GIVEN DATA:
________________________________________

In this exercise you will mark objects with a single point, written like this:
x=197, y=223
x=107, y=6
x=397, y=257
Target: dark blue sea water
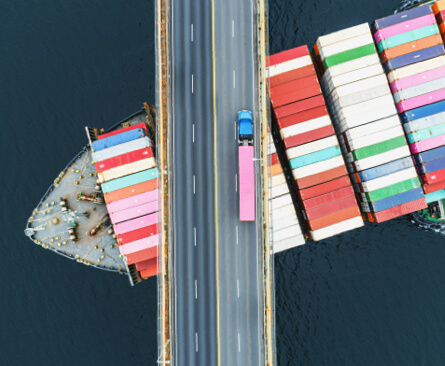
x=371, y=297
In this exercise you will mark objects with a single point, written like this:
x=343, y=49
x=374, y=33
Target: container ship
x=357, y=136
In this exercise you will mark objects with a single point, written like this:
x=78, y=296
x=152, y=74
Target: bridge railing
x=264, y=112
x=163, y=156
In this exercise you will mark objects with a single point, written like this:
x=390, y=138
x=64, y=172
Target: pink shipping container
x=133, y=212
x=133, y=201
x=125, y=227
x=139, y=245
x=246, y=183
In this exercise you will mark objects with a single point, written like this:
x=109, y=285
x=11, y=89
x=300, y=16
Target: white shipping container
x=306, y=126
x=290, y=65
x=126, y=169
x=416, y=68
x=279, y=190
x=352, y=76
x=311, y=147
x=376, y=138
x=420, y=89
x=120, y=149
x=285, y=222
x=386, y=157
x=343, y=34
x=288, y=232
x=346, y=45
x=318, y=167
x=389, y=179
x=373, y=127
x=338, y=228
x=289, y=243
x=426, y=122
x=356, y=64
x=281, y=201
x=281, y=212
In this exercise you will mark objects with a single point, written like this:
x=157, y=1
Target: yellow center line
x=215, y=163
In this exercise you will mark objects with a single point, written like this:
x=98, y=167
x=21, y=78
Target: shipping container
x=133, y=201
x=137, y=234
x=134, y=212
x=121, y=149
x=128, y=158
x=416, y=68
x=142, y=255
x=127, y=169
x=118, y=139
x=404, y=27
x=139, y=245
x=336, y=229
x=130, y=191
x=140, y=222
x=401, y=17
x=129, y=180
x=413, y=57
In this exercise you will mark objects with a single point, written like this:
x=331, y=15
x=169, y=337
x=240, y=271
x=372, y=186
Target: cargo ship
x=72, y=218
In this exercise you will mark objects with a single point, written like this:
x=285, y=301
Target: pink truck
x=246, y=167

________________________________________

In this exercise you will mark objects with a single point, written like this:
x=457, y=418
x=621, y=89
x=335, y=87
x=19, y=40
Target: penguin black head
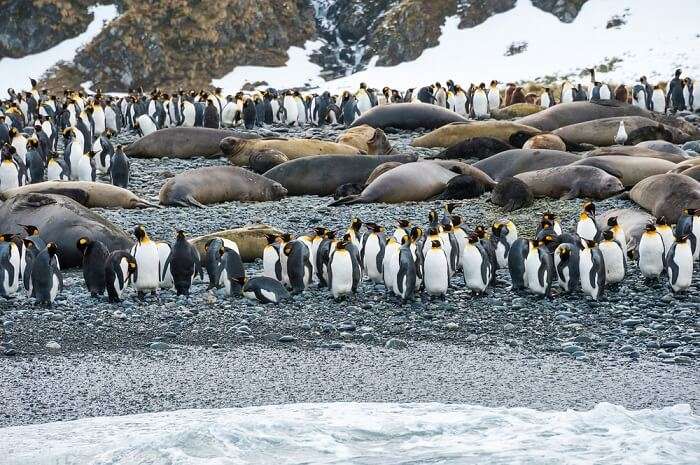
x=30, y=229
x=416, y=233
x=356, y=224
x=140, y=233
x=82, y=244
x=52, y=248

________________________________________

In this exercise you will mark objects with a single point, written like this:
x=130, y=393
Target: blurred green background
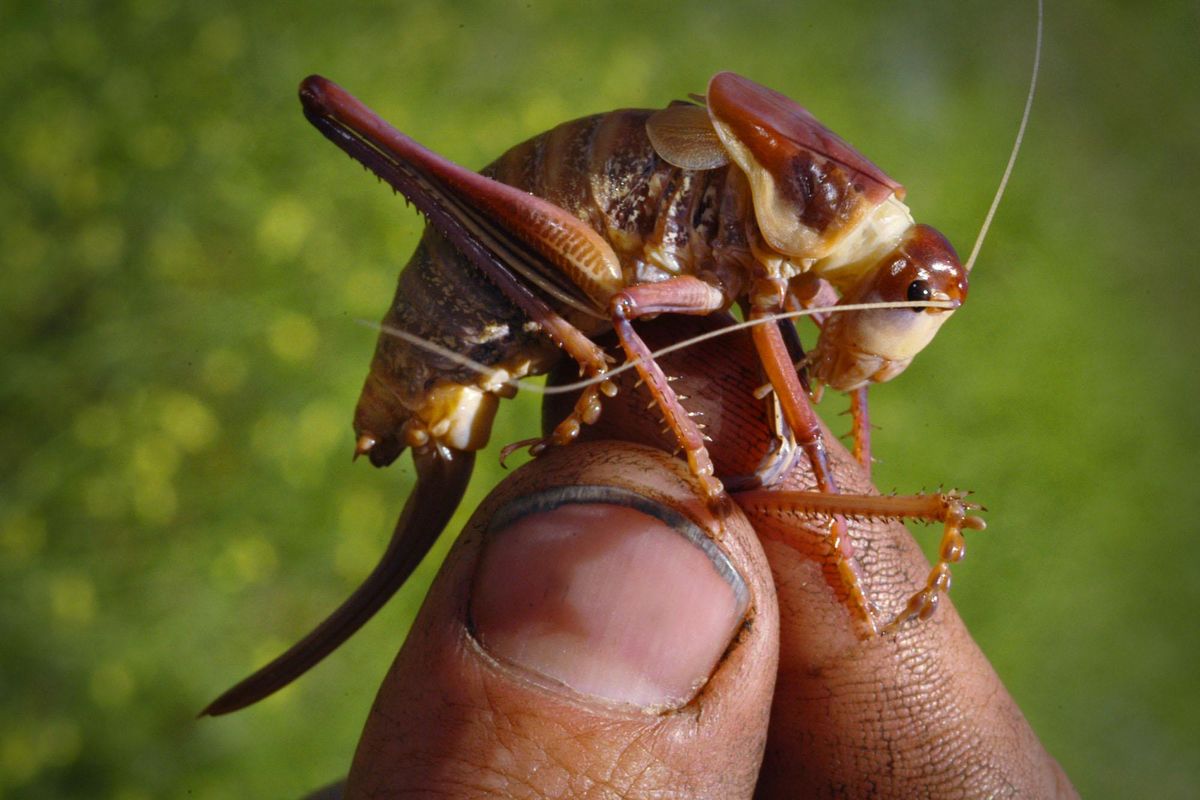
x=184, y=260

________________________________________

SHORT EXERCISE: Pull out every line of the entries above where the word "container" appears, and treat case as significant.

RESULT OF THIS TASK:
Target: container ship
Target: pink shipping container
Target: white shipping container
Target: shipping container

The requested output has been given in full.